Writing for DIY, Sam Thirwell stated that, "While some of the stylistic variation here can feel disjointed at times, there's plenty on offer to suggest a band on the rise, capable of rising even higher." In Exclaim, Dylan Barbabe claimed that, "Rat Saw God is wildly ambitious and easily lives up to the industry hype — Wednesday have succeeded once again in twisting nostalgia and existential dread into a braid of bruising, life-affirming rock music." At Paste, Samantha described Karly Hartzman's, "Lyrical precision is what makes the record shine, the fact that Hartzman can recall the exact video game, in this case, Mortal Kombat, that someone was playing when her nose started bleeding at a New Year's Eve party she didn't even want to be at."

Sam Sodomsky of Pitchfork wrote, "Wednesday's noisy, rangy sound finds a home in the quiet, lonely corners of America. Their outstanding new album is why they're one of the best indie rock bands around." In Rolling Stone, Jon Dolan proclaimed that, "There's a Flannery O'Connor story collection worth of Southern fucked-up-ness going on here. But Wednesday are just as interested in sucking you in with a walloping guitar banger as they are in freaking you out with their snapshots from the ruralburban coming-of-age abyss. These songs are so catchy you almost don't notice the body count." Jeremy Winograd praised the album in the review for Slant: "All of the wobbling between tempos and styles might sound haphazard, but it's executed with precision. And Hartzman's snatches of Americana imagery—rain-rotted houses, parking lots, "piss-colored bright yellow Fanta"—ultimately cohere into an evocative portrait of the fringes of American life."

________________

To do:
1. Name every publication quoted in the Rat Saw God review excerpt.
2. Carry the Rat Saw God review excerpt forward from its final sentence.
None of the lines have any bearing on this.

Dataset excerpt:

________________

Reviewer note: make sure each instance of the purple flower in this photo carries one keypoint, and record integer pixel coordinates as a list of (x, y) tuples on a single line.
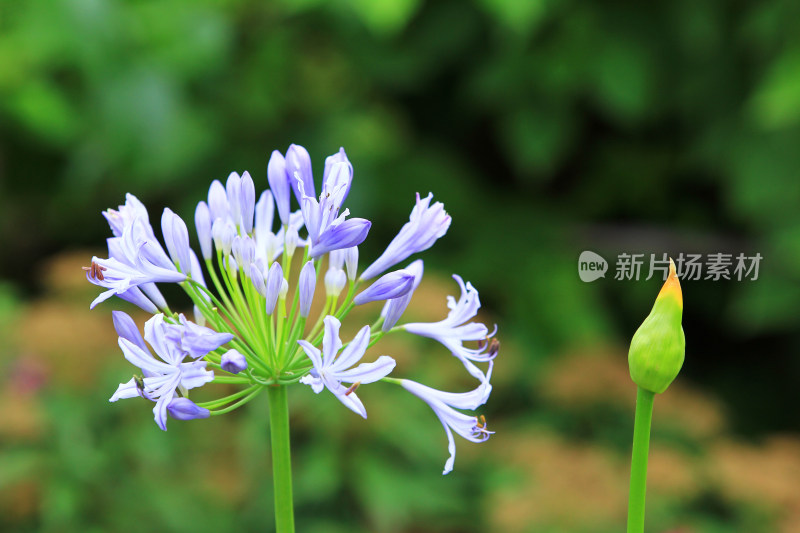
[(126, 328), (327, 229), (244, 251), (394, 308), (454, 330), (351, 260), (176, 236), (443, 403), (425, 225), (274, 284), (163, 375), (308, 282), (331, 161), (186, 409), (119, 278), (125, 215), (335, 279), (233, 362), (137, 298), (331, 369), (298, 166), (279, 184), (202, 221), (133, 236), (392, 285), (344, 234), (257, 278), (248, 202), (218, 201), (233, 190), (193, 340), (223, 232)]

________________

Per-task outputs:
1. DIY, Exclaim, Paste, Pitchfork, Rolling Stone, Slant

2.
Professional ratings
Aggregate scores
| Source | Rating |
| AnyDecentMusic? | 8.2/10 |
| Metacritic | 89/100 |
Review scores
| Source | Rating |
| AllMusic | Star |
| Beats per Minute | 87% |
| Clash | 9/10 |
| DIY | Star Half star |
| Exclaim! | 8/10 |
| Paste | 8.3/10 |
| Pitchfork | 8.8/10 |
| Rolling Stone | Star |
| Slant Magazine | Star Half star |
| Under the Radar | 8/10 |

===Year-end lists===

Select year-end rankings of Rat Saw God
| Critic/Publication | List | Rank | Ref. |
|---|---|---|---|
| Consequence | The 50 Best Albums of 2023 | 2 |  |
| Exclaim! | Exclaim!'s 50 Best Albums of 2023 | 6 |  |
| The Line of Best Fit | The Best Albums of 2023 | 2 |  |
| Paste | The 50 Best Albums of 2023 | 1 |  |
| Pitchfork | The 50 Best Albums of 2023 | 4 |  |
| Rolling Stone | The 100 Best Albums of 2023 | 27 |  |
| Stereogum | The 50 Best Albums of 2023 | 1 |  |

==Track listing==

Rat Saw God track listing
| No. | Title | Length |
|---|---|---|
| 1. | "Hot Rotten Grass Smell" | 1:35 |
| 2. | "Bull Believer" | 8:30 |
| 3. | "Got Shocked" | 2:18 |
| 4. | "Formula One" | 2:52 |
| 5. | "Chosen to Deserve" | 5:32 |
| 6. | "Bath County" | 3:10 |
| 7. | "Quarry" | 4:07 |
| 8. | "Turkey Vultures" | 4:05 |
| 9. | "What's So Funny" | 2:32 |
| 10. | "TV in the Gas Pump" | 2:22 |
| Total length: |  | 37:03 |

==Personnel==
Credits adapted from the album's liner notes.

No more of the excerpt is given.